Task directions:
The response must contain every record, repeated exactly.

Material for this task:
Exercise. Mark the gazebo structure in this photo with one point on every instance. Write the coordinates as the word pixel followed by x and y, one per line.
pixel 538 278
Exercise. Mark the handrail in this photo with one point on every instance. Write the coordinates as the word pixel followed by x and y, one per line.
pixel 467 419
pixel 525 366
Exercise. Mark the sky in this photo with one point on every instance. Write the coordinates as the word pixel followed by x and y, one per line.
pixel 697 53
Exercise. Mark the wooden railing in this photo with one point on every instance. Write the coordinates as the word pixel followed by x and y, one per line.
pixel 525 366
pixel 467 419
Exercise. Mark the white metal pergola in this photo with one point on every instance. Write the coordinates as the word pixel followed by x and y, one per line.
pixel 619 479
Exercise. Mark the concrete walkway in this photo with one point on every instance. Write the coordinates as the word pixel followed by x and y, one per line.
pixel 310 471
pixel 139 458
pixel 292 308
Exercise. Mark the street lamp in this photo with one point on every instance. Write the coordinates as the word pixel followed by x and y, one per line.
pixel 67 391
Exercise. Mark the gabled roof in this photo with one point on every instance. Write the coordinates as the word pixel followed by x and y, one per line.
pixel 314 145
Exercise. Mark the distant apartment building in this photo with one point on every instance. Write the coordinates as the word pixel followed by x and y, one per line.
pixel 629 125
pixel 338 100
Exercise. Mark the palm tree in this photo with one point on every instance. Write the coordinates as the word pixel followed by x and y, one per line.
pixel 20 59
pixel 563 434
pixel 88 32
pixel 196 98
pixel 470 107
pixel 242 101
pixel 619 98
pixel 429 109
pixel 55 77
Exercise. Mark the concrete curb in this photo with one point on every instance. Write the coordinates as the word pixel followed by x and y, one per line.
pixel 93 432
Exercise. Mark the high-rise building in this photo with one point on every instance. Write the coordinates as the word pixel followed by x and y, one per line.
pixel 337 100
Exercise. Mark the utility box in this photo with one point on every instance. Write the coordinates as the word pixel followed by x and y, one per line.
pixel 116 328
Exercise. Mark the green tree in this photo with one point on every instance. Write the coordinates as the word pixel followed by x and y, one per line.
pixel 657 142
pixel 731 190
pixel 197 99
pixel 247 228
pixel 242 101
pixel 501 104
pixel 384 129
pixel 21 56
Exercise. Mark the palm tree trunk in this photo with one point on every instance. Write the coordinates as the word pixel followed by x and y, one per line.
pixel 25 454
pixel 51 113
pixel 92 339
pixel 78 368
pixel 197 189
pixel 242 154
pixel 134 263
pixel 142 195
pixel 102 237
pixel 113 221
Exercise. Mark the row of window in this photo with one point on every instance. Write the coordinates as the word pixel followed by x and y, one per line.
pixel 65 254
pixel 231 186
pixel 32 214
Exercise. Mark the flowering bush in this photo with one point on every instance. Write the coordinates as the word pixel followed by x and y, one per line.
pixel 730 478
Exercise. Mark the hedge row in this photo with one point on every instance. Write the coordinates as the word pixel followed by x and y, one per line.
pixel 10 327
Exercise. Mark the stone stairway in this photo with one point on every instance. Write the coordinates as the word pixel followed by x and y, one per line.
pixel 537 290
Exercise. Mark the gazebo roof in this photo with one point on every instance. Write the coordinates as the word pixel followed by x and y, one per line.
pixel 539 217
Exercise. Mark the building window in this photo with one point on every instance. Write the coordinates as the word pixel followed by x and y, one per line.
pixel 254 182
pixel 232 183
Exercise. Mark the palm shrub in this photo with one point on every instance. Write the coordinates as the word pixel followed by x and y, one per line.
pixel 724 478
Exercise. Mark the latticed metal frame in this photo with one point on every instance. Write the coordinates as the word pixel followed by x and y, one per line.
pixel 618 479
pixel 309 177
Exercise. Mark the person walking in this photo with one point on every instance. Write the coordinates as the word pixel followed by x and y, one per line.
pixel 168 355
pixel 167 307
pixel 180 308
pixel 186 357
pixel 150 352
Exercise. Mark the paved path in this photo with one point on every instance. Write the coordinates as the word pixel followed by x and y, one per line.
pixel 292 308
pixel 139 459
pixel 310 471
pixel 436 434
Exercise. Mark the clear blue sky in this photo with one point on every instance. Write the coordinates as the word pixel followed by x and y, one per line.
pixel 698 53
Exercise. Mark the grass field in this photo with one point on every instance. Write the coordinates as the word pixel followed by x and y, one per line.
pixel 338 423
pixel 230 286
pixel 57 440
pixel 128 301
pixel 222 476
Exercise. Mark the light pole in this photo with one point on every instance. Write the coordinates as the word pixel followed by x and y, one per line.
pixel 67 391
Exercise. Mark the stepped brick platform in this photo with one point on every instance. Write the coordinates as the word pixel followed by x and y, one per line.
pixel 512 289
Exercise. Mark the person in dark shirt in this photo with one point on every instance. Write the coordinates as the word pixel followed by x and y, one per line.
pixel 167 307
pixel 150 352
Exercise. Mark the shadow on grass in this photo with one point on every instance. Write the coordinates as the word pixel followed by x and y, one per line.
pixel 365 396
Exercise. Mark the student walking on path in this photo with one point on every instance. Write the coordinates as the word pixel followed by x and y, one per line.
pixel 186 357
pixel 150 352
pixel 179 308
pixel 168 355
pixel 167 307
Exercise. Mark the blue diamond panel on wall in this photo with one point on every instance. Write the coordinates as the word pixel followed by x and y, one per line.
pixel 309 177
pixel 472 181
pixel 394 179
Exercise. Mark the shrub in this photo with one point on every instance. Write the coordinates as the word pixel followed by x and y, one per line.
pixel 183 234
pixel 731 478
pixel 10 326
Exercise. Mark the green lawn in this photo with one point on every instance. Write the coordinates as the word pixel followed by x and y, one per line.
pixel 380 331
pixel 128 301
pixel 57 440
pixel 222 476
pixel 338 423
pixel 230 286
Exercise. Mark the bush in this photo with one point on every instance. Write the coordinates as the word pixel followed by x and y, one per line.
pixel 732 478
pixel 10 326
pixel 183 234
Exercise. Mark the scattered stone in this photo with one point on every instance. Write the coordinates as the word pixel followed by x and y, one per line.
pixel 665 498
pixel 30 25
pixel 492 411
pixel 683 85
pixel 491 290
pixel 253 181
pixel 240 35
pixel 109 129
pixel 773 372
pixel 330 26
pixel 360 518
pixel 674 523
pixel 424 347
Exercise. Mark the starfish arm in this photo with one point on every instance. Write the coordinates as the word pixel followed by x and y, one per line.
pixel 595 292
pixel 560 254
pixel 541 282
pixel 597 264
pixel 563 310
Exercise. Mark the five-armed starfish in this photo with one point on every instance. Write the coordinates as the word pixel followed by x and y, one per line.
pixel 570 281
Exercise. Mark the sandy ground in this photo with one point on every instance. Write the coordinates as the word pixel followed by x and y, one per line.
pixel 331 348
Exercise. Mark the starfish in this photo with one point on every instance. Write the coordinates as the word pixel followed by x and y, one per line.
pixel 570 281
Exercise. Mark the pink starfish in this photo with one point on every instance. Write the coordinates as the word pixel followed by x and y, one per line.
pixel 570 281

Exercise answer:
Exercise. Mark the gazebo structure in this photo with one point on every instance. Write the coordinates as the word pixel followed by x and y, one per line.
pixel 538 278
Exercise. Mark the handrail in this photo with one point on every instance. Write the coordinates as the word pixel followed by x and y, one per line.
pixel 467 419
pixel 525 366
Exercise. Mark the sky in this photo with one point on every instance. Write the coordinates as the word pixel followed by x and y, one per line.
pixel 697 53
Exercise. Mark the wooden railing in this photo with one point on every instance. Write the coordinates as the word pixel followed by x and y, one per line.
pixel 525 366
pixel 467 419
Exercise. Mark the white metal pergola in this photo with one point on every instance. Write the coordinates as the word pixel followed by x and y, one per line.
pixel 619 479
Exercise. Mark the concrete walkway in this photo with one point on every instance. Write the coordinates as the word pixel followed by x and y, one per line.
pixel 310 471
pixel 139 458
pixel 292 308
Exercise. Mark the street lamp in this photo with one point on every instance. Write the coordinates as the word pixel followed by x and y, one per line.
pixel 67 391
Exercise. Mark the gabled roof in this photo with one point on every instance. Write the coordinates as the word pixel followed by x and y, one per line.
pixel 314 145
Exercise. Mark the distant apartment building in this photo with one point on every instance. Write the coordinates as the word pixel followed by x and y, one per line.
pixel 629 125
pixel 338 100
Exercise. Mark the palm tree in this photo with one point on every instance. Write the coordinates as the word pixel followed by x and y, one per line.
pixel 20 59
pixel 563 434
pixel 88 32
pixel 196 98
pixel 470 107
pixel 242 101
pixel 619 98
pixel 429 109
pixel 55 77
Exercise. Mark the concrete curb in this photo with one point on every instance. Write the coordinates as the word pixel followed by x and y, one per line.
pixel 93 432
Exercise. Mark the high-rise building in this photo with one point on every instance. Write the coordinates as the word pixel followed by x and y, one per line.
pixel 337 100
Exercise. Mark the utility box in this photo with one point on every instance. Write the coordinates as the word pixel followed by x and y, one per line.
pixel 116 328
Exercise. Mark the green tree in this photo with one point on every instance. Write the coordinates as the word pixel followed by x and y, one per line.
pixel 657 142
pixel 731 190
pixel 197 99
pixel 247 228
pixel 242 101
pixel 501 104
pixel 384 129
pixel 21 56
Exercise. Mark the palm tree trunk in this photo with one point on every instance. Write the coordinates as the word pixel followed by x and y, one per line.
pixel 25 454
pixel 51 113
pixel 92 339
pixel 78 368
pixel 197 189
pixel 242 154
pixel 134 263
pixel 142 195
pixel 102 237
pixel 113 221
Exercise. Mark the row of window in this photo with one point on every instance. Write the coordinates as the word pixel followed by x and y, one per line.
pixel 65 254
pixel 231 186
pixel 32 214
Exercise. Mark the flowering bush in this photo with one point on every instance. Write the coordinates as the word pixel followed by x and y, one per line.
pixel 730 478
Exercise. Mark the hedge row in this photo with one point on every instance. Write the coordinates as the word pixel followed by x and y, one per line.
pixel 10 327
Exercise. Mark the stone stairway in this photo with one point on every instance. Write the coordinates as the word pixel followed by x and y, one per line.
pixel 537 290
Exercise. Mark the gazebo roof in this photo with one point on every instance. Write the coordinates as the word pixel followed by x and y, one per line.
pixel 539 217
Exercise. Mark the building window in this photo with one point on every instance. Write the coordinates as the word pixel followed by x and y, one per line.
pixel 254 182
pixel 232 183
Exercise. Mark the palm shrub in this photo with one point on every instance. Write the coordinates as the word pixel followed by x and y, one per line.
pixel 724 478
Exercise. Mark the latticed metal frame in this photo with one point on every instance. Write the coordinates as the word pixel followed by x and y, one per line.
pixel 618 479
pixel 309 177
Exercise. Mark the person walking in this photo with one point on every instance. Write the coordinates as the word pixel followed by x and y, one per line.
pixel 168 355
pixel 167 307
pixel 180 308
pixel 186 357
pixel 150 352
Exercise. Mark the paved path in this photo with one point on every instance. Write the coordinates as the word pixel followed by x and y, one per line.
pixel 292 308
pixel 139 459
pixel 310 471
pixel 436 434
Exercise. Mark the clear blue sky in this photo with one point on every instance. Write the coordinates as the word pixel followed by x and y, one per line.
pixel 698 53
Exercise. Mark the grass field in this photo with one point on every instance. Write the coordinates as the word pixel followed by x and y, one per line.
pixel 338 423
pixel 230 286
pixel 57 440
pixel 128 301
pixel 222 476
Exercise. Mark the light pole in this photo with one point on every instance. Write the coordinates as the word pixel followed by x and y, one per line.
pixel 67 391
Exercise. Mark the stepped brick platform in this photo with one point on every instance. Write the coordinates as the word pixel followed by x and y, one per line.
pixel 512 289
Exercise. Mark the person in dark shirt in this photo with one point on every instance. Write the coordinates as the word pixel followed by x and y, one per line.
pixel 167 307
pixel 150 352
Exercise. Mark the shadow on grass in this photo with one point on every instance. Write the coordinates as the word pixel followed by x and y, one per line.
pixel 365 396
Exercise. Mark the student walking on path in this photo with one point on every instance. Write the coordinates as the word pixel followed by x and y, one per line.
pixel 186 357
pixel 150 352
pixel 179 308
pixel 168 355
pixel 167 307
Exercise. Mark the blue diamond panel on wall in this photo with one point on every instance. Write the coordinates as the word pixel followed by x and y, one per line.
pixel 309 177
pixel 472 181
pixel 394 179
Exercise. Mark the shrub in this photo with one point on every instance. Write the coordinates as the word pixel followed by x and y, one per line.
pixel 183 234
pixel 731 478
pixel 10 326
Exercise. Mark the green lawn in this photo with one point on every instance. Write the coordinates as the word pixel followed by x and y, one per line.
pixel 380 331
pixel 128 301
pixel 57 440
pixel 222 476
pixel 338 423
pixel 230 286
Exercise. Mark the bush in this photo with one point on every instance. Write the coordinates as the word pixel followed by x and y, one per line.
pixel 732 478
pixel 10 326
pixel 183 234
Exercise. Mark the scattered stone in this photo with one point on every instance. Write the coordinates as the word pixel followed by x and y, one per line.
pixel 665 498
pixel 30 25
pixel 492 411
pixel 683 85
pixel 491 290
pixel 253 181
pixel 240 35
pixel 109 129
pixel 773 372
pixel 330 26
pixel 360 518
pixel 674 523
pixel 424 347
Exercise. Mark the starfish arm in this photo with one point on every instance. Write the coordinates as the word pixel followed by x and y, one per line.
pixel 595 292
pixel 560 254
pixel 541 282
pixel 597 264
pixel 563 310
Exercise. Mark the five-armed starfish in this photo with one point on every instance. Write the coordinates as the word pixel followed by x and y, one per line.
pixel 570 281
Exercise. Mark the sandy ground in this photo with one point on every instance. Write the coordinates as the word pixel followed by x and y, one per line.
pixel 331 348
Exercise. Mark the starfish in this photo with one point on every instance. Write the coordinates as the word pixel followed by x and y, one per line.
pixel 570 281
Exercise. Mark the pink starfish in this photo with one point on every instance. Write the coordinates as the word pixel followed by x and y, one per line.
pixel 570 281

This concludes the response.